Dividend investing has a tonne of benefits, which is why it’s no surprise that it’s so popular among Canadian investors. And while there are plenty of high-quality dividend stocks to consider on the TSX, there’s no question that Pizza Pizza Royalty (TSX:PZA) is one of the top investments to consider.
There are plenty of reasons why Pizza Pizza is a dividend stock that investors should consider adding to their portfolios.
First off, it’s a stock that’s made for dividend investors. Not only does it have a business model that helps to mitigate risk for investors and increase cash available for dividends, but the stock also returns cash to investors monthly.
In addition, because Pizza Pizza constantly aims to pay essentially all its free cash flow back to investors, the stock consistently offers an attractive dividend yield that’s one of the highest on the market. In fact, at the time of writing, the dividend yield Pizza Pizza stock is offering investors is more than 6.9%.
The one drawback of Pizza Pizza, though, that investors certainly want to be aware of is that because it’s constantly trying to keep its payout ratio right at 100%, any decline in earnings could quickly lead to the company trimming its dividend.
So, after its sales growth slowed down significantly in the fourth quarter of 2023, and with significant headwinds continuing to face discretionary businesses in the Canadian economy, let’s look at whether or not Pizza Pizza’s dividend is in danger.
Understanding Pizza Pizza’s dividend
Like most companies, Pizza Pizza’s sales are seasonal and fluctuate from quarter to quarter. So, it’s entirely possible that its payout ratio will exceed 100% in some quarters while being offset and below 100% in other quarters.
In fact, that’s precisely what happened in 2023. In the first quarter, the payout ratio was over 103%, but in the second, third, and fourth quarters, it was just 94%, 93%, and 95%, respectively. This helped offset Pizza Pizza’s first-quarter dividend and allowed it to grow its cash reserve from $7.5 million at the start of the year to $8.2 million by the end.

──────────────────────────────

__Tasks to complete__
1) In the Pizza Pizza dividend article, update the stretch from "The one drawback" through "is in danger." so that "drawback" reads "downside".
2) From the Pizza Pizza dividend article, list each 2023 quarterly payout ratio with its quarter.

__Dataset section__
──────────────────────────────

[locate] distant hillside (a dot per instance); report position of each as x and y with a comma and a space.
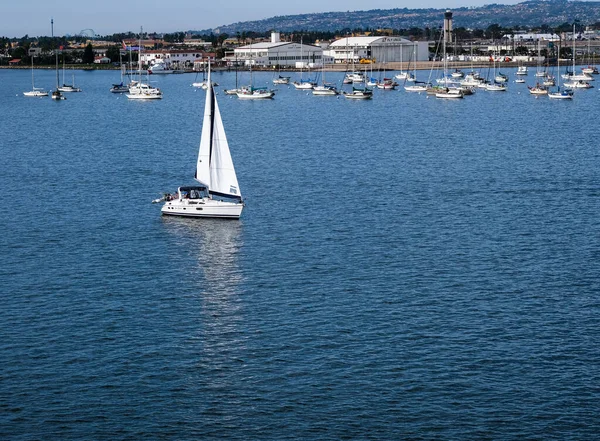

──────────────────────────────

__Answer list__
1)
The one downside of Pizza Pizza, though, that investors certainly want to be aware of is that because it’s constantly trying to keep its payout ratio right at 100%, any decline in earnings could quickly lead to the company trimming its dividend.
So, after its sales growth slowed down significantly in the fourth quarter of 2023, and with significant headwinds continuing to face discretionary businesses in the Canadian economy, let’s look at whether or not Pizza Pizza’s dividend is in danger.

2)
First quarter: over 103%
Second quarter: 94%
Third quarter: 93%
Fourth quarter: 95%